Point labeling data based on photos
......

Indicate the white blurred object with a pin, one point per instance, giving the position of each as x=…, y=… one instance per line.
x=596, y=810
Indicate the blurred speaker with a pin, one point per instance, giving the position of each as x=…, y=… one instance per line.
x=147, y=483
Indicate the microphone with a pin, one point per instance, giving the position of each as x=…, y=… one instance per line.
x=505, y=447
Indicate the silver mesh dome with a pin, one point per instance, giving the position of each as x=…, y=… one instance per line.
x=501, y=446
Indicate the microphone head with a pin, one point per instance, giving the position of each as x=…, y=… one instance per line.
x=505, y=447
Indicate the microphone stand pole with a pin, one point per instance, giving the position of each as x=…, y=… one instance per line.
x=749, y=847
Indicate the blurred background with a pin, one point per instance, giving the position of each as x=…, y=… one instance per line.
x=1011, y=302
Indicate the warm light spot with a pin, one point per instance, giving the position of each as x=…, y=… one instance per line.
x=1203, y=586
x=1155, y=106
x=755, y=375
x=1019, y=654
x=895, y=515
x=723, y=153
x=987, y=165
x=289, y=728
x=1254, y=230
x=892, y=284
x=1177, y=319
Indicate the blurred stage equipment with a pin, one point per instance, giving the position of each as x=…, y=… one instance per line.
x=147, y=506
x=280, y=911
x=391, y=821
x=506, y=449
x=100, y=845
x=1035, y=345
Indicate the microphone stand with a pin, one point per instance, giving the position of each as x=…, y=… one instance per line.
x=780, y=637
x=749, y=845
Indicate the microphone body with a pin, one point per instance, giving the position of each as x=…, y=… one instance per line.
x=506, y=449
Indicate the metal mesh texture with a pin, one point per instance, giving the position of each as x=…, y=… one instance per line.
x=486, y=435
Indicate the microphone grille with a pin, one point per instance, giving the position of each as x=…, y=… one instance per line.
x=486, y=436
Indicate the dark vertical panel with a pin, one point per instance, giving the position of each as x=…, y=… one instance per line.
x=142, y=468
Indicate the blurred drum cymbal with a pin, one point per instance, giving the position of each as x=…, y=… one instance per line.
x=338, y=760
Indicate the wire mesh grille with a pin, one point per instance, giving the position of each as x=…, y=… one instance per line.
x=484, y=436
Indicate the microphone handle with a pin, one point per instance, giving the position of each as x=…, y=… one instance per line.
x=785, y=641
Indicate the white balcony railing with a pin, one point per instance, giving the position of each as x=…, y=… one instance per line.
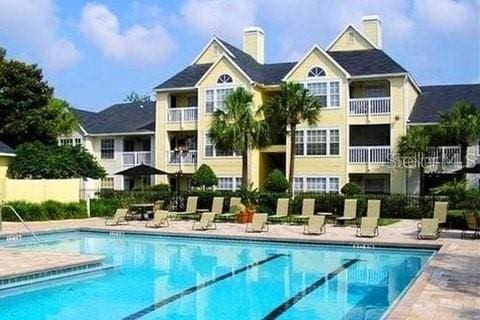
x=135, y=158
x=186, y=157
x=445, y=158
x=181, y=115
x=373, y=154
x=369, y=106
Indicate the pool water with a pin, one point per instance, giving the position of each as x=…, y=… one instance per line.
x=159, y=277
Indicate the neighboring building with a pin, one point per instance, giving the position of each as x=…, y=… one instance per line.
x=120, y=137
x=370, y=102
x=6, y=155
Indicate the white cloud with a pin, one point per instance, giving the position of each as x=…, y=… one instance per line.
x=225, y=18
x=35, y=23
x=137, y=45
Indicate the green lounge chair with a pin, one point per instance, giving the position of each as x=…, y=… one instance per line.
x=282, y=210
x=308, y=208
x=315, y=225
x=190, y=210
x=349, y=211
x=373, y=209
x=440, y=211
x=428, y=229
x=118, y=219
x=160, y=219
x=368, y=227
x=259, y=223
x=206, y=222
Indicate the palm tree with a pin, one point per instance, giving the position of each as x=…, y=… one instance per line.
x=291, y=107
x=237, y=127
x=462, y=123
x=415, y=145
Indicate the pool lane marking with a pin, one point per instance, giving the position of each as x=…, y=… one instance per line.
x=205, y=284
x=279, y=310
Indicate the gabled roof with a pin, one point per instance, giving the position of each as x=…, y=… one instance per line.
x=438, y=99
x=5, y=150
x=366, y=62
x=133, y=117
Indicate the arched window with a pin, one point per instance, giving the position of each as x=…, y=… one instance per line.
x=316, y=72
x=224, y=78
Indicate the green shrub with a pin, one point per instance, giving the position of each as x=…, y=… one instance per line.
x=276, y=182
x=351, y=189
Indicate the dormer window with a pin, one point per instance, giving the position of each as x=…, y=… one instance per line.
x=224, y=78
x=316, y=72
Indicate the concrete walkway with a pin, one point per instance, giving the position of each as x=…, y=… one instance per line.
x=449, y=287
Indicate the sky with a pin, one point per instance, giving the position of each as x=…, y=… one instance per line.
x=95, y=52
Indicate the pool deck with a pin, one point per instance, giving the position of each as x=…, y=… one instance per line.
x=448, y=288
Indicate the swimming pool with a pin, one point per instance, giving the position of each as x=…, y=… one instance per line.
x=159, y=277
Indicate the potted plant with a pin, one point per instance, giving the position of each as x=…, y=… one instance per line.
x=249, y=197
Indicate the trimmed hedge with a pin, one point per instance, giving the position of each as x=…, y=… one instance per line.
x=49, y=210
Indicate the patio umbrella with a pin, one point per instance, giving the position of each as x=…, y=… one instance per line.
x=141, y=171
x=474, y=169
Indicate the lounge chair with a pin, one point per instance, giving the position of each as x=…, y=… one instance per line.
x=440, y=211
x=373, y=209
x=428, y=229
x=206, y=222
x=190, y=210
x=471, y=224
x=235, y=202
x=118, y=219
x=368, y=227
x=315, y=225
x=282, y=210
x=160, y=219
x=259, y=223
x=308, y=208
x=349, y=211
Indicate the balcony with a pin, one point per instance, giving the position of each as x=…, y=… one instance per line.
x=135, y=158
x=369, y=155
x=181, y=115
x=188, y=158
x=369, y=106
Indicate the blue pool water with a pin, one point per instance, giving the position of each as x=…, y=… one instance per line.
x=182, y=278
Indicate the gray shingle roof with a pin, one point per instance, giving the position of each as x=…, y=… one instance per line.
x=123, y=117
x=438, y=99
x=5, y=149
x=366, y=62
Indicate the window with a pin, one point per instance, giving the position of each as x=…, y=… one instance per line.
x=328, y=92
x=106, y=183
x=316, y=72
x=229, y=183
x=214, y=98
x=107, y=148
x=316, y=184
x=317, y=142
x=212, y=151
x=224, y=78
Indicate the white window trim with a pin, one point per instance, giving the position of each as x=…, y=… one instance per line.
x=327, y=81
x=328, y=155
x=327, y=177
x=234, y=156
x=215, y=88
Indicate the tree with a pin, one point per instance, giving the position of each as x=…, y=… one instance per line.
x=237, y=127
x=136, y=97
x=204, y=177
x=291, y=107
x=39, y=161
x=415, y=145
x=27, y=110
x=462, y=123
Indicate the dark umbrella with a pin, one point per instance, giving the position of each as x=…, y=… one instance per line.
x=141, y=171
x=474, y=169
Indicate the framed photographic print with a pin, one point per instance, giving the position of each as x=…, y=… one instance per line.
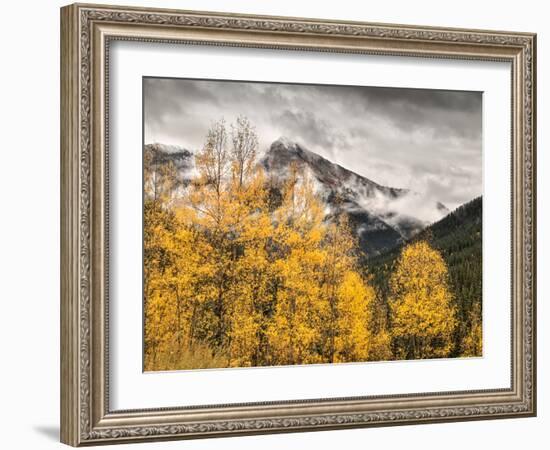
x=276, y=224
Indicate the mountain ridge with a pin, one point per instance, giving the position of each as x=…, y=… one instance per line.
x=381, y=216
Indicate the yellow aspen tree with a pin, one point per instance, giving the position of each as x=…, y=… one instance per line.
x=348, y=298
x=423, y=317
x=472, y=343
x=353, y=336
x=294, y=330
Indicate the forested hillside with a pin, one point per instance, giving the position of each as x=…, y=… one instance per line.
x=243, y=267
x=458, y=237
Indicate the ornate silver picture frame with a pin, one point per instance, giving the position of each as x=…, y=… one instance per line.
x=87, y=33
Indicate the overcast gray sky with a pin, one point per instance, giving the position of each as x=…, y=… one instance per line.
x=426, y=140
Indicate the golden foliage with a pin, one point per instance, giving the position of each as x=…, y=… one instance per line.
x=235, y=276
x=423, y=317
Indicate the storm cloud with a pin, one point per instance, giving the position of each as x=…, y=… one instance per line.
x=426, y=140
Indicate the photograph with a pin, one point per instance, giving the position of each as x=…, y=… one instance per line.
x=290, y=224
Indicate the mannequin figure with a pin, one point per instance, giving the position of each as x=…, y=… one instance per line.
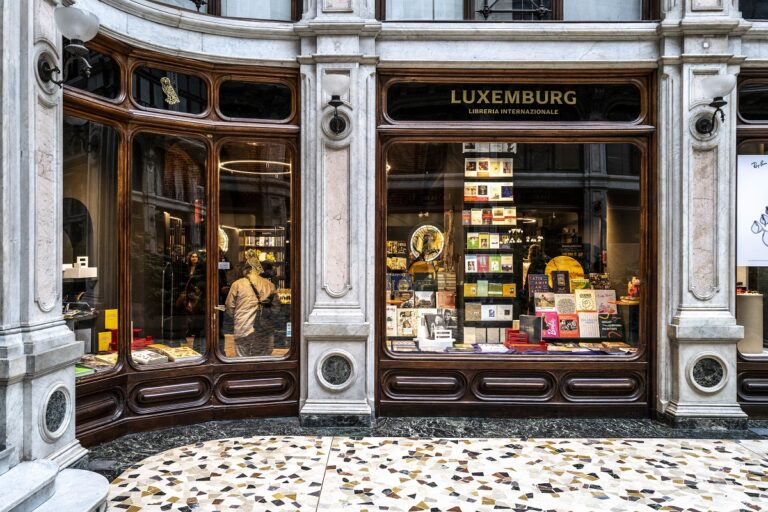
x=251, y=302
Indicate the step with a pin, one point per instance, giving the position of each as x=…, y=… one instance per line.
x=28, y=485
x=78, y=491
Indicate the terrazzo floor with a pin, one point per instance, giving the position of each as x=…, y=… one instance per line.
x=276, y=473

......

Recast the rows above that start with the line containing "Indicate the photograph" and end with the line containing "x=251, y=302" as a JSON list of strings, one string per line, with blank lines dropped. Leave out the pictures.

[
  "Indicate the photograph with a pin, one point per instance, giving the position of each as x=…, y=… one instance per line.",
  "x=290, y=224",
  "Indicate the mannequin figure with a pin, one point per instance, giving the position of each as x=…, y=… one instance per line.",
  "x=251, y=302"
]